▶ _Directive_
Quote the full listing word for word.

▶ _Available records_
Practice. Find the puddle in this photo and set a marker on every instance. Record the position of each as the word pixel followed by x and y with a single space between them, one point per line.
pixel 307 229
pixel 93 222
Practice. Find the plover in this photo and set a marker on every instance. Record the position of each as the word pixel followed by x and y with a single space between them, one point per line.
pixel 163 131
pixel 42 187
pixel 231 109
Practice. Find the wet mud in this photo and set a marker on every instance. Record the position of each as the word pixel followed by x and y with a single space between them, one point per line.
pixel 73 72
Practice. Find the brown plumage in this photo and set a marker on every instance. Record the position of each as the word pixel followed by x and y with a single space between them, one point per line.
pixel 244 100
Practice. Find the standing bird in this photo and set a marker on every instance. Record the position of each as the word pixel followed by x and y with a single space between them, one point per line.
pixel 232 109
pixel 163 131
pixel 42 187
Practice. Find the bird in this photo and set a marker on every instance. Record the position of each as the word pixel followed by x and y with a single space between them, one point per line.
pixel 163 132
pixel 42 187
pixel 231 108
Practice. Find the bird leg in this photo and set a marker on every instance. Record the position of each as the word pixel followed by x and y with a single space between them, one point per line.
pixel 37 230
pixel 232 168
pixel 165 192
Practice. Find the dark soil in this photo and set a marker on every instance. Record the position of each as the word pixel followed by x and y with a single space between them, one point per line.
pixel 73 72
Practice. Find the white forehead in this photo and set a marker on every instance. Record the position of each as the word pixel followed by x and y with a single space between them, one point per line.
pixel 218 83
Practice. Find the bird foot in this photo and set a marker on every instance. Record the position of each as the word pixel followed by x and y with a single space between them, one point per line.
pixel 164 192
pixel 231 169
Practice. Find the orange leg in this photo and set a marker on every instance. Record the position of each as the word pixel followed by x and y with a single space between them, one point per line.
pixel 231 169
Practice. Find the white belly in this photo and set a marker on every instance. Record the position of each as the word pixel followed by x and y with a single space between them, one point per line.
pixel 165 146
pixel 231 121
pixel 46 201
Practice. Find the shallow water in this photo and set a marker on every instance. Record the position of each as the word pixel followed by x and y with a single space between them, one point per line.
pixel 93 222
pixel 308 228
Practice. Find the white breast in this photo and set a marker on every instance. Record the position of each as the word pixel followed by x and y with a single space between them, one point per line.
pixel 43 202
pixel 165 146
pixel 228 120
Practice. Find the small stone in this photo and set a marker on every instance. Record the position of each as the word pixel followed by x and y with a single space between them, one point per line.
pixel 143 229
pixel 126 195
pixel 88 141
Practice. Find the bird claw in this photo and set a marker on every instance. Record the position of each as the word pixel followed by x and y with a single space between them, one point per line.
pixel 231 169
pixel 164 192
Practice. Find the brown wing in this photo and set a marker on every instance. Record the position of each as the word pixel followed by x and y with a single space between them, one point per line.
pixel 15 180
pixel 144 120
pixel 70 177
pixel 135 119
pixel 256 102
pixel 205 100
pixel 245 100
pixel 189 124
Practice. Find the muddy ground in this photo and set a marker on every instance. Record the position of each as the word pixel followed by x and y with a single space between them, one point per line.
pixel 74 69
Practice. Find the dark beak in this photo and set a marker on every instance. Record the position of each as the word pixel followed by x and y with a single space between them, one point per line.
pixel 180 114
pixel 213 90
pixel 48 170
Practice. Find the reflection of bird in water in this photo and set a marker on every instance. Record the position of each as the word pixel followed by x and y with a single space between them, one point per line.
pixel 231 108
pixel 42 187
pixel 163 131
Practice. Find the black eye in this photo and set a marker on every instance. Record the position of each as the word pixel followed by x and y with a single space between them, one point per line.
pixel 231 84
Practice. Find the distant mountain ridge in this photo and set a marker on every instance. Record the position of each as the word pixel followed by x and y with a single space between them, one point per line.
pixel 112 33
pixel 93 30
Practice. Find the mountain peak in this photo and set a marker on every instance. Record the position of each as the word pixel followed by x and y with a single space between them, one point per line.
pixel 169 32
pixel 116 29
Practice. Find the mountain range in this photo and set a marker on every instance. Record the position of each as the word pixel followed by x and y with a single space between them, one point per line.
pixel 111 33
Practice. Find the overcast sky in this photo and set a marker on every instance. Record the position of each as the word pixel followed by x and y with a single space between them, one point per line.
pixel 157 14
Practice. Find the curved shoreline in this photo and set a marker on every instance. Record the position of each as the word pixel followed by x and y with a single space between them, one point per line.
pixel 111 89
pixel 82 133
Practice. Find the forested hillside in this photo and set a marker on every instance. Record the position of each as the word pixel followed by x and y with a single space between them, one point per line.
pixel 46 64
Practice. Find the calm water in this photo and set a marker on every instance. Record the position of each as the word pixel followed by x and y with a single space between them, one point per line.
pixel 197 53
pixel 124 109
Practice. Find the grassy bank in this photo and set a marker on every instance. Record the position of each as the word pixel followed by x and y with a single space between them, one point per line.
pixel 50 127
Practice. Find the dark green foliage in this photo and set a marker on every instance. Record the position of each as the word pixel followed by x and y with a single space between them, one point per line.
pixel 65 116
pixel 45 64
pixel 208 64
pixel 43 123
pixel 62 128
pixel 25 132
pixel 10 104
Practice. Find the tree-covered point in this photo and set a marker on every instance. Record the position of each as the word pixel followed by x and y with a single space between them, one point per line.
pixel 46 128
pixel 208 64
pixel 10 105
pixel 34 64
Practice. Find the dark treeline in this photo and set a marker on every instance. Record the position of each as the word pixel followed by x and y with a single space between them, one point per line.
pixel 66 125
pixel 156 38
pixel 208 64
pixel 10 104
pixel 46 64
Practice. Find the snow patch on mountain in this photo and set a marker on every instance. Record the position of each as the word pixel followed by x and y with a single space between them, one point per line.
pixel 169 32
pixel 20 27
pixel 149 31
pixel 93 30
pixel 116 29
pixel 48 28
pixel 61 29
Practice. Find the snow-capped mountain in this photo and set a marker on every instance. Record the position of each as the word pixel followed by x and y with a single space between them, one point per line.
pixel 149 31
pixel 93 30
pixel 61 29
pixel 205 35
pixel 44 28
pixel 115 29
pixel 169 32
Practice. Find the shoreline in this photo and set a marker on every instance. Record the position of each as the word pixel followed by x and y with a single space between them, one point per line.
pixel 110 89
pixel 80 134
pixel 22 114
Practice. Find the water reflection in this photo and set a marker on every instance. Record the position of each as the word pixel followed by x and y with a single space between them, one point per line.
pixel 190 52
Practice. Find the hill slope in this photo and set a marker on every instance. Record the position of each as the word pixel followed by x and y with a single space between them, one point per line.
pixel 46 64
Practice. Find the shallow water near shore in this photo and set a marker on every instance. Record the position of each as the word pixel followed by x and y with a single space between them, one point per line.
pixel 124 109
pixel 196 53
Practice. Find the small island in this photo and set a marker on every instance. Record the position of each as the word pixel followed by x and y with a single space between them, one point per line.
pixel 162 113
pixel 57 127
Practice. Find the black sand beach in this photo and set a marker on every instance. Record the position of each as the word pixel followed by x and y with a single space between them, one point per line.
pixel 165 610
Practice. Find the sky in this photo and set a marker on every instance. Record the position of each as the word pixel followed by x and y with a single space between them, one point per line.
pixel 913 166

▶ _Result of the exercise_
Practice. Find the puddle in this photo and set a marker on every instance. Record the position of each as the word pixel followed by x and y with a single space between them, one point per line.
pixel 307 229
pixel 93 222
Practice. Find the plover in this photo and set a marker on every instance. Record the position of each as the word pixel followed by x and y with a single space between them, one point per line.
pixel 163 131
pixel 42 187
pixel 231 109
Practice. Find the wet mud in this photo and set a marker on every instance. Record the position of each as the word pixel followed by x and y with a single space between them, one point per line.
pixel 73 72
Practice. Find the brown plumage in this photo and set a marker on every instance. Record the position of each as the word pixel followed by x and y with a single space between them, one point per line.
pixel 244 100
Practice. Find the standing bird in this photo and set a marker on every instance. Record the position of each as the word pixel followed by x and y with a single space between them, one point per line.
pixel 232 109
pixel 163 131
pixel 42 187
Practice. Find the bird in this photo and set a marker on every instance. Record the position of each as the word pixel followed by x and y with a single space between them, one point per line.
pixel 163 132
pixel 42 187
pixel 231 108
Practice. Find the bird leg in this photo and set a marker on every instance. Record the position of each as the word pixel followed by x and y with a single space between them, one point per line.
pixel 37 230
pixel 232 168
pixel 165 192
Practice. Find the dark soil in this photo and set a marker on every instance. Record the position of each as the word pixel followed by x and y with a single space between them, one point per line.
pixel 73 72
Practice. Find the white forehead in this photo and set a marker on every instance. Record the position of each as the word pixel followed by x and y with a single space between them, one point per line.
pixel 218 83
Practice. Find the bird foot in this photo and set a marker on every instance. Record the position of each as the word pixel followed by x and y with a single space between them, one point per line.
pixel 164 192
pixel 231 169
Practice. Find the orange leg in this photo and set a marker on every instance. Record the position of each as the word pixel followed by x and y with a single space between them, one point per line.
pixel 231 169
Practice. Find the white belly in this photo and set a marker on every instance. Record the position of each as the word pixel followed by x and y with a single space between them, one point per line.
pixel 165 146
pixel 231 121
pixel 46 201
Practice. Find the shallow water in this photo and set a marker on every instance. Record the position of each as the word pixel followed by x and y with a single space between them, one point per line.
pixel 93 222
pixel 308 228
Practice. Find the white breast in this photo and set a marker on every instance. Record the position of each as the word pixel followed by x and y with a single space between them, one point per line.
pixel 43 202
pixel 165 146
pixel 228 120
Practice. Find the small stone in this photo and set a marker on every instance. Record the position of each as the word pixel followed by x and y with a single space between them, one point per line.
pixel 143 229
pixel 126 195
pixel 88 141
Practice. Find the bird claw in this photo and set a marker on every instance. Record the position of each as the word pixel followed by x and y with a single space between them, one point per line.
pixel 231 169
pixel 164 192
Practice. Find the brown wing in this photo and set a marker on every instance. Record the position of each as the word pixel followed by x and y with a single space between them, one point per line.
pixel 15 180
pixel 144 120
pixel 70 177
pixel 135 119
pixel 256 102
pixel 205 100
pixel 245 100
pixel 189 124
Practice. Find the muddy ground in this photo and set a marker on every instance. Record the position of each as the word pixel followed by x and y with a single space between them, one point per line.
pixel 74 69
Practice. Find the dark beak in this photo and set a marker on every instance. Record the position of each as the word pixel followed by x and y with a single space between them, one point per line.
pixel 180 114
pixel 213 90
pixel 48 170
Practice. Find the reflection of bird in water in this photo and set a marker on every instance. Record the position of each as the word pixel followed by x and y with a single space between them, one point per line.
pixel 231 108
pixel 42 187
pixel 163 131
Practice. Find the black eye in this photo and set a marker on every instance. Record the position of each as the word pixel followed by x and y with a single space between them, one point per line.
pixel 231 84
Practice. Find the distant mountain ridge in this photo and set a marker on every instance. Record the position of each as the word pixel followed by x and y with a single space between them, one point per line.
pixel 112 33
pixel 93 30
Practice. Find the mountain peak in this photo and set a marker on every instance. Record the position of each as the word pixel followed by x and y with a single space between them, one point per line.
pixel 169 32
pixel 116 29
Practice. Find the mountain range in this photo and set a marker on every instance. Record the position of each as the word pixel followed by x and y with a single space between them, one point per line.
pixel 111 33
Practice. Find the overcast sky in this photo and set a marker on every instance. Record the position of each as the word pixel followed by x and y with a single space between them, one point per line.
pixel 157 14
Practice. Find the curved shoreline in this photo and set a marker on every instance. Record the position of each as the word pixel followed by x and y with a single space between them, one point per line.
pixel 111 89
pixel 82 133
Practice. Find the forested hillside in this photo and set a marker on every instance. Record the position of each as the word pixel followed by x and y with a single space between them, one point per line.
pixel 46 64
Practice. Find the calm water in this photo and set a marker on every instance. Record the position of each as the word pixel followed by x and y with a single space between them, one point per line.
pixel 197 53
pixel 124 109
Practice. Find the grassy bank in this photo and set a marker on every instance. Record the position of each as the word pixel followed by x and y with a single space between them, one point per line.
pixel 50 127
Practice. Find the dark green foliage in this photo and set a marker on every instance. Record the position of each as the word pixel followed by x and y with a single space between them, one point per line.
pixel 65 116
pixel 45 64
pixel 208 64
pixel 43 123
pixel 62 128
pixel 25 132
pixel 10 104
Practice. Find the tree-covered point in this photo and set a marker on every instance. Record the position of each as the word pixel followed by x and y with a single space between them, one point per line.
pixel 46 128
pixel 208 64
pixel 10 105
pixel 34 64
Practice. Find the dark treeline in this photo and set a marker on every instance. Record the position of each as the word pixel followed by x and y with a single space between them, one point per line.
pixel 66 125
pixel 156 38
pixel 208 64
pixel 10 104
pixel 46 64
Practice. Find the snow patch on mountain in this photo and set a marker on every instance. Record the position of each as the word pixel followed by x and y with a single space between them, one point per line.
pixel 169 32
pixel 20 27
pixel 149 31
pixel 93 30
pixel 116 29
pixel 48 28
pixel 61 29
Practice. Find the snow-capped mountain in this photo and set a marker on every instance. Record the position of each as the word pixel followed by x and y with a single space between them, one point per line.
pixel 149 31
pixel 93 30
pixel 61 29
pixel 205 35
pixel 44 28
pixel 115 29
pixel 169 32
Practice. Find the shoreline in this photo and set a marker on every instance. Record the position of each as the word pixel followed by x and y with a single space between them, one point per line.
pixel 110 89
pixel 80 134
pixel 22 114
Practice. Find the water reflection in this photo and set a marker on every instance. Record the position of each as the word pixel followed by x and y with a single space between them, one point per line.
pixel 190 52
Practice. Find the hill slope in this photo and set a marker on every instance. Record the position of each as the word pixel followed by x and y with a single space between them, one point per line.
pixel 46 64
Practice. Find the shallow water near shore in this photo and set a marker on every instance. Record the position of each as the word pixel followed by x and y with a single space between them, one point per line.
pixel 124 109
pixel 196 53
Practice. Find the small island in this photo and set a marker on every instance. Record the position of each as the word pixel followed by x and y with a single space between them, one point per line.
pixel 162 113
pixel 57 127
Practice. Find the black sand beach in this photo and set a marker on every instance. Record the position of each as the word pixel followed by x and y with a single space between them, one point per line.
pixel 165 610
Practice. Find the sky in this photo and set a marker on every instance. Record the position of each as the word pixel followed by x and y with a single space between them, one point per line.
pixel 913 166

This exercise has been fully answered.